■ Extrait de page
○ ○ ○ ○
Les machinations de l’ambiguïté sont parmi les racines de la poésie. 1 

1Le scientifique Benoît Mandelbrot (1924-2010) était fasciné par la géométrie. Cependant, il était frustré par l’habitude de cette discipline de simplifier les formes des choses. Il désirait appréhender le monde avec ses imperfections, plutôt que de présenter des analogies grossières, comme par exemple, comprendre la lune comme une sphère ou encore, réduire une montagne à un cône. La géométrie devait saisir la réalité et sortir du monde platonique de formes parfaites et inexistantes. Mandelbrot a noté que les choses, dans ses finitudes apparentes, comportaient une infinitude. Motivé par une façon de mener la science qui n’est pas si éloignée de l’art, le scientifique a établi les bases de ce qu’il a appelé plus tard la « géométrie fractale ». Une fractale peut être décrite comme un graphique d’une fonction mathématique continue dans une zone finie. Benoît Mandelbrot, à travers une démonstration géométrique/mathématique, présentait des contours illimités à l’intérieur d’une surface de dimensions finies.

2Sans la cohérence ou la rigueur des mathématiques, mais avec la puissance d’une métaphore, ce principe fondamental de la géométrie fractale introduit cette recherche qui vise à tisser des liens entre une œuvre musicale et un tableau, soit Atmosphères (1961) de György Ligeti (1923-2003) et Black Painting no. 1 (1964) de Mark Rothko (1903-1970)2. Cette métaphore nous est venue grâce à notre ambigüe et paradoxale impression face à un continuum au sein de surfaces et de durées bien définies. L’infini et le fini semblent dialoguer sans cesse à l’intérieur de ces œuvres.3

3L’ambiguïté, nous le savons, est une force qui se retrouve dans une bonne partie des grandes œuvres d’art. Les œuvres étudiées dans cet article ne font pas l’exception. Cependant, ce qui nous intéresse n’est pas tout à fait l’ambiguïté explicite qui approche ces deux œuvres, mais plutôt les similitudes existantes dans les termes de cette ambiguïté. Face à la toile de Rothko et à la musique de Ligeti nous pouvons être surpris par une expérience à deux temps. Atmosphères et Black Painting no. 1 révèlent au premier abord un certain statisme : respectivement, une étrange masse sonore et un tissu monochromatique. Après quelques instants, dès que nous fixons notre attention, ce qui semblait statique se transforme et se met en mouvement, comme une matière gazeuse qui se dilate et se contracte.

4Appeler ces manifestations sonores et visuelles « matières gazeuses », même si cela peut sembler être une sorte de licence poétique, n’est sûrement pas gratuit ou purement spéculatif. Les artistes eux-mêmes ont révélé, dans leurs poïétiques, des stratégies qui nous incitent à percevoir les œuvres comme des gaz. Chez Ligeti, cela est déjà évident dans le titre, délibérément en langue française, qui comporte deux sens : une connotation plus directe, évoquant les couches atmosphériques, vagues et sans contour ; et une connotation plus abstraite, équivalente à « ambiance » ou « mood » en anglais. Selon les règles inscrites dans les premières pages de la partition, les musiciens ne doivent pas laisser le public percevoir les attaques des instruments. La musique s’initie avec un cluster de 59 notes en pianissimo dans un ambitus de cinq octaves et il n’est pas difficile de percevoir une matière sonore, dense et délicate à la fois, comme des vapeurs, des gaz ou des sortes de « nuages de sons »4. Un grand cluster peut être représenté comme un énorme bloc monolithique dense, lourd et, probablement, agressif. Cependant, si ce même bloc est joué avec légèreté, sans une métrique visible et sans une attaque directe, il finit par mettre l’accent sur son aspect « atmosphérique ».
○ ○ ○ ○
■ Données fournies
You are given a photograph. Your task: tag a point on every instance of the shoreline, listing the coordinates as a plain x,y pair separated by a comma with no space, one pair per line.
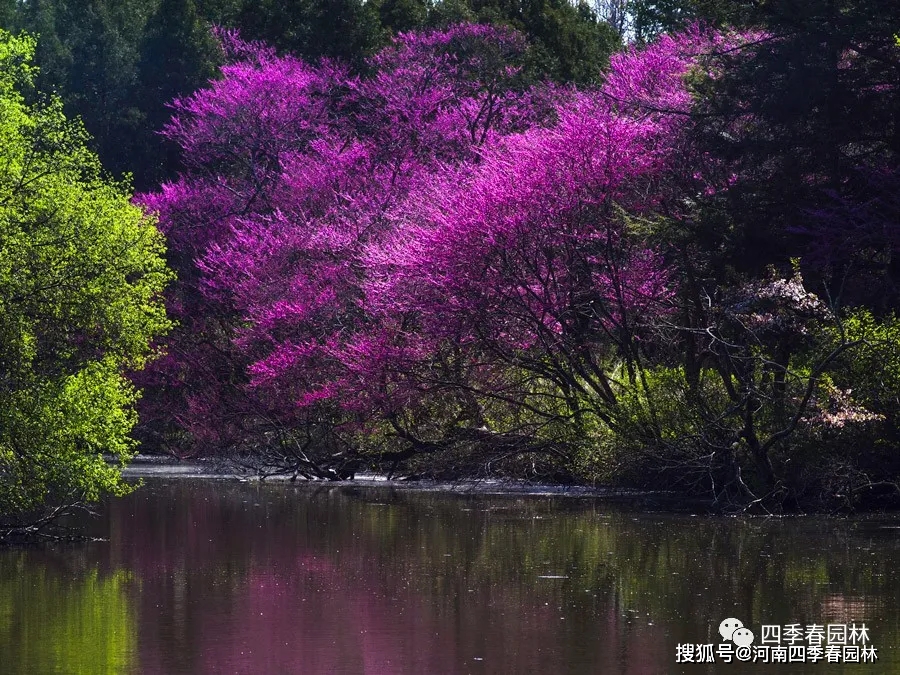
165,467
○ ○ ○ ○
■ Consigne
Dans l'extrait ci-dessus sur Ligeti et Rothko, recopiez mot pour mot le passage allant de « 3L’ambiguïté, nous le » jusqu'à « et se contracte. ».

■ Résultat obtenu
3L’ambiguïté, nous le savons, est une force qui se retrouve dans une bonne partie des grandes œuvres d’art. Les œuvres étudiées dans cet article ne font pas l’exception. Cependant, ce qui nous intéresse n’est pas tout à fait l’ambiguïté explicite qui approche ces deux œuvres, mais plutôt les similitudes existantes dans les termes de cette ambiguïté. Face à la toile de Rothko et à la musique de Ligeti nous pouvons être surpris par une expérience à deux temps. Atmosphères et Black Painting no. 1 révèlent au premier abord un certain statisme : respectivement, une étrange masse sonore et un tissu monochromatique. Après quelques instants, dès que nous fixons notre attention, ce qui semblait statique se transforme et se met en mouvement, comme une matière gazeuse qui se dilate et se contracte.